• [Region pointing data]:
* * * * * * *

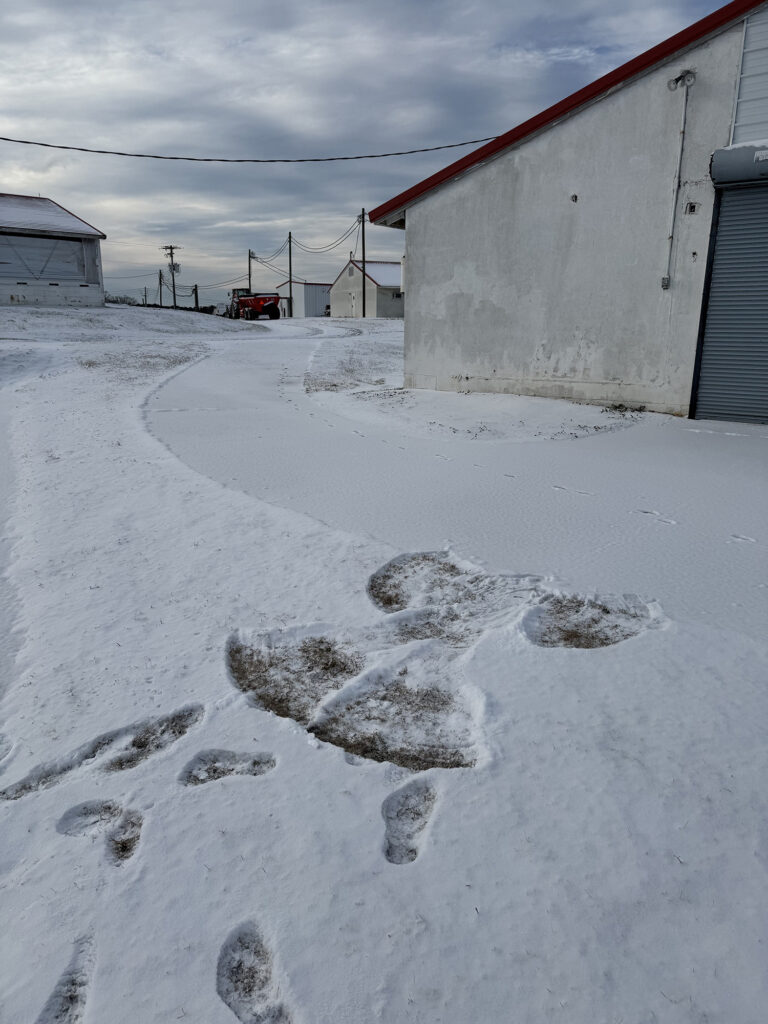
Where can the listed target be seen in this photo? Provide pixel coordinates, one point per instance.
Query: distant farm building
(383, 290)
(48, 257)
(309, 298)
(612, 249)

* * * * * * *

• [BRIEF]:
When you reach a picture in the records above, pass over it and transcribe the rest exactly.

• [EXERCISE RESPONSE]:
Where can the listed target be seen in this photo? Provide pixel coordinates, one point per instance.
Query: distant farm building
(383, 290)
(48, 257)
(309, 298)
(612, 249)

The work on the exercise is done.